--- start GIVEN ENTRIES ---

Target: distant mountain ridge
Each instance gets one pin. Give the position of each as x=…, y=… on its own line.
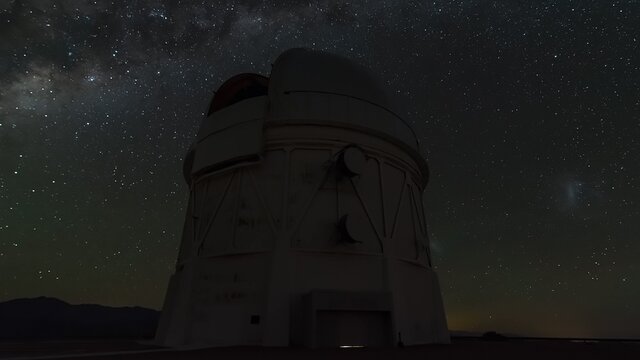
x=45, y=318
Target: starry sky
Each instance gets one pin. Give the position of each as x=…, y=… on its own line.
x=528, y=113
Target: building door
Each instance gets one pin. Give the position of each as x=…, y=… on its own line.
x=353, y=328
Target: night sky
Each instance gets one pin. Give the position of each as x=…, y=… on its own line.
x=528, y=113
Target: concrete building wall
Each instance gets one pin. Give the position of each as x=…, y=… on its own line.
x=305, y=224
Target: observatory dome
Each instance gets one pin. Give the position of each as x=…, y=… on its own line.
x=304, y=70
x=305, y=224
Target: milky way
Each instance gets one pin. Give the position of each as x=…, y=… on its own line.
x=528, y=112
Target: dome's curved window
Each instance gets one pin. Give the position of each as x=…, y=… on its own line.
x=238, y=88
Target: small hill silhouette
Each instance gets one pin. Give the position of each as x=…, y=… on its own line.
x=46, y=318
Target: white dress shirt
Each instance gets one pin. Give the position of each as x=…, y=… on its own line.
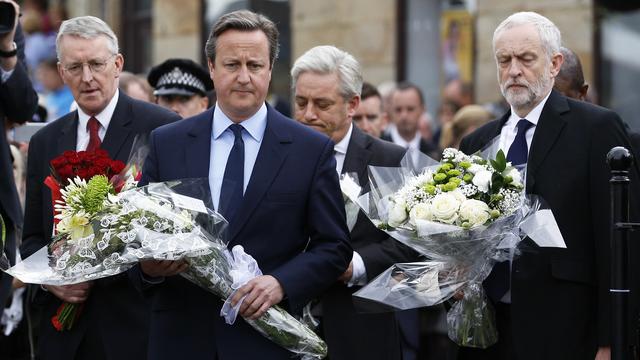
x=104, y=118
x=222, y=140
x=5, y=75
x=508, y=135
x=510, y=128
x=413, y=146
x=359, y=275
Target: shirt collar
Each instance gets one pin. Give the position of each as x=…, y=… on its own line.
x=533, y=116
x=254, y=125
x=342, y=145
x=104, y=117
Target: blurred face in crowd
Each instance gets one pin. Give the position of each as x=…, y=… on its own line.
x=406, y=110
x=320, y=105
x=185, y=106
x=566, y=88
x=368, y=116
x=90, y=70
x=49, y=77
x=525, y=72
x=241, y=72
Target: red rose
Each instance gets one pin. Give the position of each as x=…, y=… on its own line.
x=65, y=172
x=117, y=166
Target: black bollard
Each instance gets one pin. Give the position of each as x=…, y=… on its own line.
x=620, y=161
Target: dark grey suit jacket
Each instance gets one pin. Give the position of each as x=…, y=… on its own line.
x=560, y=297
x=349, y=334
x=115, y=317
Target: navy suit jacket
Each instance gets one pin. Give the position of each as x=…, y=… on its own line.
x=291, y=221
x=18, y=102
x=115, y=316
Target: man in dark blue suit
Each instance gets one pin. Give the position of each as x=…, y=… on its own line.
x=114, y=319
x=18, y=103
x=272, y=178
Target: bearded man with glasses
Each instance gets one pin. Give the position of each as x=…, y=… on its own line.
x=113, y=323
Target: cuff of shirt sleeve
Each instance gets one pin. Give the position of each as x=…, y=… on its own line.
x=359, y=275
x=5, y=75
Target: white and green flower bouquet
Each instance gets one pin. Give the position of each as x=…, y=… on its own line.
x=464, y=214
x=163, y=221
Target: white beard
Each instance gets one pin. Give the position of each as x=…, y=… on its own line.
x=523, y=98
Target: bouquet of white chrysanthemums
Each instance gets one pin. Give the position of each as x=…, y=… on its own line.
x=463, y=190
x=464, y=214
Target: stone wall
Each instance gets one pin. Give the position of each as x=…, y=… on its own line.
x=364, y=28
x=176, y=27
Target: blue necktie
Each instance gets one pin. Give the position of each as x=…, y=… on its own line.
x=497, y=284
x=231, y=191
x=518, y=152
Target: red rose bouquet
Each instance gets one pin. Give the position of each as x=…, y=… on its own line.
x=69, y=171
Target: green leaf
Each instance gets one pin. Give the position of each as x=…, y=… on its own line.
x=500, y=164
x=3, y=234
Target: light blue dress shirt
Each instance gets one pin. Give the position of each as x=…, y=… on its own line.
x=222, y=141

--- end GIVEN ENTRIES ---

- **GIVEN PROBLEM**
Rewrite all of the records above, substituting "marker" for every occurrence of "pin" and leaving everything else unchanged. Omit the pictures from your answer.

- **EXERCISE RESULT**
Target: distant mountain ridge
Each instance gets one marker. Give the position of each as x=…, y=… on its own line.
x=45, y=318
Target: starry sky
Each instance gets one marker. Give the position of each as x=…, y=… on its own line.
x=528, y=113
Target: building door
Each instance gets one marker. Give the position of each as x=…, y=… on its own line.
x=353, y=328
Target: night sky
Each instance gets one marker. Give the position of each as x=…, y=… on its own line.
x=528, y=113
Target: concrete building wall
Each instance gets one marker. Give the position of each as x=…, y=… on its own line.
x=305, y=224
Target: observatory dome
Each instance gets one marker. Give the position of each as x=…, y=… on its own line.
x=304, y=70
x=305, y=224
Target: milky way
Each instance gets one marker. Give the position of each as x=…, y=… on its own line.
x=528, y=112
Target: dome's curved window
Each instance gets one marker. Give the position of each as x=…, y=… on its own line.
x=238, y=88
Target: small hill silhouette
Each instance gets one marker. Give the position of each as x=…, y=… on its own line.
x=46, y=318
Target: white dress shirt
Each instance gets one marker. Give the position of each as x=…, y=… on its own line.
x=104, y=118
x=222, y=140
x=5, y=75
x=508, y=135
x=510, y=128
x=413, y=146
x=359, y=275
Target: shirt collar
Each instance gets one marker. Give the position of each as x=…, y=… on its own line.
x=533, y=116
x=254, y=125
x=342, y=145
x=104, y=117
Target: blurred face in crowd
Each instance gets one marker. Give the position of each as x=…, y=… on its own line.
x=406, y=110
x=320, y=105
x=185, y=106
x=566, y=88
x=368, y=116
x=90, y=70
x=49, y=77
x=525, y=72
x=241, y=72
Target: red rose
Each instance gets one marker. Give the position of each as x=…, y=… on its own line.
x=65, y=172
x=117, y=166
Target: black bollard
Each instance gets one marker. Give the position of each as x=…, y=… on its own line.
x=620, y=161
Target: dark grey suit jacket
Each instance gets one marker. Give the position of each as x=…, y=… on its own line.
x=560, y=297
x=349, y=334
x=115, y=317
Target: navy suit jacket
Each instance gets one marker. Give the position of each as x=…, y=… on its own line.
x=291, y=221
x=18, y=102
x=115, y=316
Target: man in dark blue suit
Each instance gets one marker. Give the position of each as x=…, y=… on its own line.
x=114, y=319
x=18, y=103
x=272, y=178
Target: bearded man with glasses
Each instance gets one marker. Give the position of each as x=…, y=… on its own line.
x=113, y=323
Target: cuff of shirt sleeve
Each instance gets one marker. Give the position of each as x=…, y=… on its own line.
x=359, y=275
x=5, y=75
Target: white and green flower bouquet
Each instance gets one marker. Give the position of each as x=…, y=… on its own line.
x=464, y=214
x=163, y=221
Target: white beard
Each instance gets one marker. Give the position of each as x=…, y=… on its own line.
x=523, y=98
Target: bouquet of white chrysanthemums
Each instance gets one marker. Give the position of each as x=…, y=… on its own line.
x=463, y=190
x=464, y=214
Target: stone wall
Each instance gets one marker. Give the position of each as x=…, y=… on its own line.
x=364, y=28
x=176, y=27
Target: blue necktie
Each instance gets one marker. Give the position of each as x=…, y=… on its own line.
x=497, y=284
x=231, y=191
x=518, y=152
Target: red rose bouquet
Each instance gets one marker. Give the position of each as x=…, y=… on its own line.
x=69, y=171
Target: green leaf
Each instance gets one marker. Give the position of each as x=…, y=… on its own line.
x=500, y=164
x=3, y=234
Target: light blue dress shirt
Each instance gets one marker. Give the position of each as x=…, y=… on its own line.
x=222, y=141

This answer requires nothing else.